Assigned task 1.
Answer these from the introduction on zirconia and CdS nanoparticles:
(a) In what order do the phases of zirconia change as the temperature goes up?
(b) What band gap does bulk CdS have?
(c) What name is given to particles lower or equal to the Bohr excitonic radius?
Assigned task 2.
Reproduce the part of the introduction on zirconia and CdS nanoparticles from "In the past" to "the QDs [14].".
Assigned task 3.
Carry on the introduction about zirconia and CdS quantum dots from the point where it stops.

Text block.
..............................
1 Introduction

Researchers have conducted intensive and extensive research since the invention of the solar cell to harness clean solar energy due to the limited availability of natural resources such as coal, petroleum, and natural gas on the planet [1]. The use of solar cells reduces the production of hazardous chemicals into the atmosphere and will help to meet current energy demand while also reducing carbon emissions [2]. Researchers have looked at zirconia (ZrO2) because of its exceptional physical, optical, and chemical qualities, such as possessing a high dielectric constant, a high melting point, chemical stability, low electrical conductivity, and biocompatibility [3,4,5,6]. According to the available literature, the reported band gap of ZrO2 material is around 5.6 0.2 eV [7]. Three polymorphs of ZrO2 exist and the phase change of zirconia takes place from monoclinic to tetragonal and to cubic as the temperature is increased, which leads to higher symmetry [3, 8, 9].

In the past few decades, group II–VI nano-crystalline semiconductors are intensively utilized for their highly distinctive features, which are not present in the bulk form. Nanoparticles have a very large surface-to-volume ratio [10] and one can synthesize these materials for specific study and application by regulating the particle size and shape by different ways of film deposition, which leads to a quantum size effect below a certain size [11, 12]. The bulk CdS particles is possessing a direct band gap of 2.42 eV [13]. The particles lower or equal to the Bohr excitonic radius give rise to a new form of system, known as quantum dots (QDs), which results in energy gap separation between the valence band and conduction band of the QDs [14].
..............................
Data shown.
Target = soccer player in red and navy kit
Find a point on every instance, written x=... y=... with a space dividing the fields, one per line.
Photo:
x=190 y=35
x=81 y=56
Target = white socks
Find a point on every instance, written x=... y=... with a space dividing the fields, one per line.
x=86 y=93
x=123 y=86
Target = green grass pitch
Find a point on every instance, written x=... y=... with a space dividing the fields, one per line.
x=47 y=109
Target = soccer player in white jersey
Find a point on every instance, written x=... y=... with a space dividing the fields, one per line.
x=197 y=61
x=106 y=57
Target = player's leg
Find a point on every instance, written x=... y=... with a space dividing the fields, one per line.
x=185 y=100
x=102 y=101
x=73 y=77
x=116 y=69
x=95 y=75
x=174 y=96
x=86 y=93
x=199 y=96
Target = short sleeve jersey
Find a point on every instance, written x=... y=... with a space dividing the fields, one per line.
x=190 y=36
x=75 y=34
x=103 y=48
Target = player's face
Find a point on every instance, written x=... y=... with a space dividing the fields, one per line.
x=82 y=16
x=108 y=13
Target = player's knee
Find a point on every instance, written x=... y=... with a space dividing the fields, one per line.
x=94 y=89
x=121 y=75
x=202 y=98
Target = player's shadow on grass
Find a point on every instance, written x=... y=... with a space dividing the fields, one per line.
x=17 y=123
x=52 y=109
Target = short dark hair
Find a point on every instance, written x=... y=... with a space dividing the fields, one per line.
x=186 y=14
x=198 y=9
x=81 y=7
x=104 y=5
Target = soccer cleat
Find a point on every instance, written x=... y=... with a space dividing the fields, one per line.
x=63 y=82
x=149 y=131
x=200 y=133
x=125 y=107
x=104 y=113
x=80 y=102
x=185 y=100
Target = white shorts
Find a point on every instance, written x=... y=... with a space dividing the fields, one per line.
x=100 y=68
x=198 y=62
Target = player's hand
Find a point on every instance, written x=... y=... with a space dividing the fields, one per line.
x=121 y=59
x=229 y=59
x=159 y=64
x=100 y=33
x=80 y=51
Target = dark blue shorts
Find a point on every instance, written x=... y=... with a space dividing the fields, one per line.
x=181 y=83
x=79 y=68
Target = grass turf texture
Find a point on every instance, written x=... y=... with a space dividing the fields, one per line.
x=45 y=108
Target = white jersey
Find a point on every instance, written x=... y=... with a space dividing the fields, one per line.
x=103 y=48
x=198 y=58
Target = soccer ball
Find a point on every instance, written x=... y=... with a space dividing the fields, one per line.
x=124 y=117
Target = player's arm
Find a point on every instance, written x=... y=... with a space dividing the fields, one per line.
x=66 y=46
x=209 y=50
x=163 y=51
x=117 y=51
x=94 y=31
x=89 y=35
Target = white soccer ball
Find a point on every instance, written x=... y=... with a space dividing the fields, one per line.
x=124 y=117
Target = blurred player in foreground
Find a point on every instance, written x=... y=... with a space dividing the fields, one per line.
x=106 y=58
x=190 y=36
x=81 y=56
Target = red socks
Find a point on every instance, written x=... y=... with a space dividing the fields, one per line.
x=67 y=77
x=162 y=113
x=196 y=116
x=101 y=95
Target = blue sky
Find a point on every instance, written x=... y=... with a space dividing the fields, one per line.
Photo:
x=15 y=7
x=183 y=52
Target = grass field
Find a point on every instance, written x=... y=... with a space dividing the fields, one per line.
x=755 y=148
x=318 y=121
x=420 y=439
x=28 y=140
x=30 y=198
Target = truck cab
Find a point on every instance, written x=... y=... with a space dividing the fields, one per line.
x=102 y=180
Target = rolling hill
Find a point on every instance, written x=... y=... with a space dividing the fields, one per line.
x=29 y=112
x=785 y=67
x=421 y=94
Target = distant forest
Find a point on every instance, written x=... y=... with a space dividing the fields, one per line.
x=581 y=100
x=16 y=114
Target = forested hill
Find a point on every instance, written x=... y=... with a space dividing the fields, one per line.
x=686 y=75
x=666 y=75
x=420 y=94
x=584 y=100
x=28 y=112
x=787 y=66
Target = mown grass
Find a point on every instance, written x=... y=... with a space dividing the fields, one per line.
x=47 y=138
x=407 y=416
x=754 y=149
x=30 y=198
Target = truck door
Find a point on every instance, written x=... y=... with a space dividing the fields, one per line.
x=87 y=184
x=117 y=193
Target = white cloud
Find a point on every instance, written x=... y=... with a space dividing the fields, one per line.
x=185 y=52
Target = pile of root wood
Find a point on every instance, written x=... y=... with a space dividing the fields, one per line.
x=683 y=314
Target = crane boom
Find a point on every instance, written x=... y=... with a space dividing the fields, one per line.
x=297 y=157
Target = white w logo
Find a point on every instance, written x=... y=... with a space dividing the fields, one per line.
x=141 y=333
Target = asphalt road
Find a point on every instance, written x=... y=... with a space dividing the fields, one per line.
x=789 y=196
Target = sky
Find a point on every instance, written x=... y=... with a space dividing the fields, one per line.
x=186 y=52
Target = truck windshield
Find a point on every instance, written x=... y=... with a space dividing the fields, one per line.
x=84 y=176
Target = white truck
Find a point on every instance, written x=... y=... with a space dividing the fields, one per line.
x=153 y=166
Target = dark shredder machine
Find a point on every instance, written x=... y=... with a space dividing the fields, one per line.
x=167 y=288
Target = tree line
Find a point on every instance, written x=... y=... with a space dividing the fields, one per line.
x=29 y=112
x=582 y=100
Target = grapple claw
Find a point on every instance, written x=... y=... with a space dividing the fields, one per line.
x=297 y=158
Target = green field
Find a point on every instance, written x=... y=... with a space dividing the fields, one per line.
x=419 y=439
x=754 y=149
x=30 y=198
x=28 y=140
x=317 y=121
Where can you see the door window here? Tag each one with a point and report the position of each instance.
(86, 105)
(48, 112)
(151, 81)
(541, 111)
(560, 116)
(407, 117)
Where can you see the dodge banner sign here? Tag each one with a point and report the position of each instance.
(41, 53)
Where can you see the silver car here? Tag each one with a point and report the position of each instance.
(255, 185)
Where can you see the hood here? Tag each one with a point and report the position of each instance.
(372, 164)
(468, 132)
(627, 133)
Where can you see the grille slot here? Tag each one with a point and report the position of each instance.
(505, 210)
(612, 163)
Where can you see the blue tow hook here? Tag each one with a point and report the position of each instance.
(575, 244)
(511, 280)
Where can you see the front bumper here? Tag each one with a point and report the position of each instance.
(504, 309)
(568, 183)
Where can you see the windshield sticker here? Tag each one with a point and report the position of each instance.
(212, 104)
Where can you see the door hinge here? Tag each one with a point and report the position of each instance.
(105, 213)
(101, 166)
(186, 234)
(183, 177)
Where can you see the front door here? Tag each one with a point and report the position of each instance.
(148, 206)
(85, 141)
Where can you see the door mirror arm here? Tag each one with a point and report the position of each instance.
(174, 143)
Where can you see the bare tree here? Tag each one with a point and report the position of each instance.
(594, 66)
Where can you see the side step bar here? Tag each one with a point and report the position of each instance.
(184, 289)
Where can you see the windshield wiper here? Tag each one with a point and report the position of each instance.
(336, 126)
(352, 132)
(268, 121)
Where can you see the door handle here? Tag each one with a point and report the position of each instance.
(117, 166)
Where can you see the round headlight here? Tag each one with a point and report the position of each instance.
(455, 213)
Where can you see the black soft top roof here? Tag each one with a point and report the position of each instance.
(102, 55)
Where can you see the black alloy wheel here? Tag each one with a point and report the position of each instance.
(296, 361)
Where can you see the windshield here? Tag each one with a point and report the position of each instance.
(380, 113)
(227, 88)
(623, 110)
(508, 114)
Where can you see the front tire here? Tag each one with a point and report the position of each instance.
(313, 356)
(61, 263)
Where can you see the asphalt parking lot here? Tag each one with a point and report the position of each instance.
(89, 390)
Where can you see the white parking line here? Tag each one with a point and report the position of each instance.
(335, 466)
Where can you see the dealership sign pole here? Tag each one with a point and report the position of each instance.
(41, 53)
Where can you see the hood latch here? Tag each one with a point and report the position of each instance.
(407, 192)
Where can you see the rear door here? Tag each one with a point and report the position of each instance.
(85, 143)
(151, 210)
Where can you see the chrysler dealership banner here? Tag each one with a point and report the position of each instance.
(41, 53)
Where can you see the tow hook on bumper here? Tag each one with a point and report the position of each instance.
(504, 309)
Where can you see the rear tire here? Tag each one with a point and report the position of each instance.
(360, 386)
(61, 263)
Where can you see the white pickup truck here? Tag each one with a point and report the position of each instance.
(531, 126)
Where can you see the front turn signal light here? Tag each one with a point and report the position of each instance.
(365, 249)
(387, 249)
..............................
Your response 1.
(a) Monoclinic to tetragonal to cubic.
(b) A direct band gap of 2.42 eV.
(c) Quantum dots (QDs).

Your response 2.
In the past few decades, group II–VI nano-crystalline semiconductors are intensively utilized for their highly distinctive features, which are not present in the bulk form. Nanoparticles have a very large surface-to-volume ratio [10] and one can synthesize these materials for specific study and application by regulating the particle size and shape by different ways of film deposition, which leads to a quantum size effect below a certain size [11, 12]. The bulk CdS particles is possessing a direct band gap of 2.42 eV [13]. The particles lower or equal to the Bohr excitonic radius give rise to a new form of system, known as quantum dots (QDs), which results in energy gap separation between the valence band and conduction band of the QDs [14].

Your response 3.
QDs are nano-crystalline semiconductors having narrow band gaps like CdS, PbS, CdTe, CdSe, etc., and these have unique properties with respect to their bulk part making them more useful [15,16,17,18,19]. These properties include tuneable energy band gaps due to the quantum confinement effect, multiple exciton generation (MEG), and electronics, which help in improving efficiency and having higher absorption coefficients for different wavelengths in the solar spectrum [20,21,22,23]. The absorption mechanism of quantum dot-sensitized solar cells (QDSSC) is as follows: firstly, the incident photons excite the QDs valence band (VB) electrons to the conduction band (CB); secondly, these excited electrons are injected from the QD CB to the zirconia CB by the diffusion process and finally injected into the FTO and flow through an external circuit and simultaneously a redox electrolyte is regenerating the oxidized QDs by the acceptance of electron from the external circuit [24, 25]. The charge transfer mechanism in QDSSC is shown in Fig. 1.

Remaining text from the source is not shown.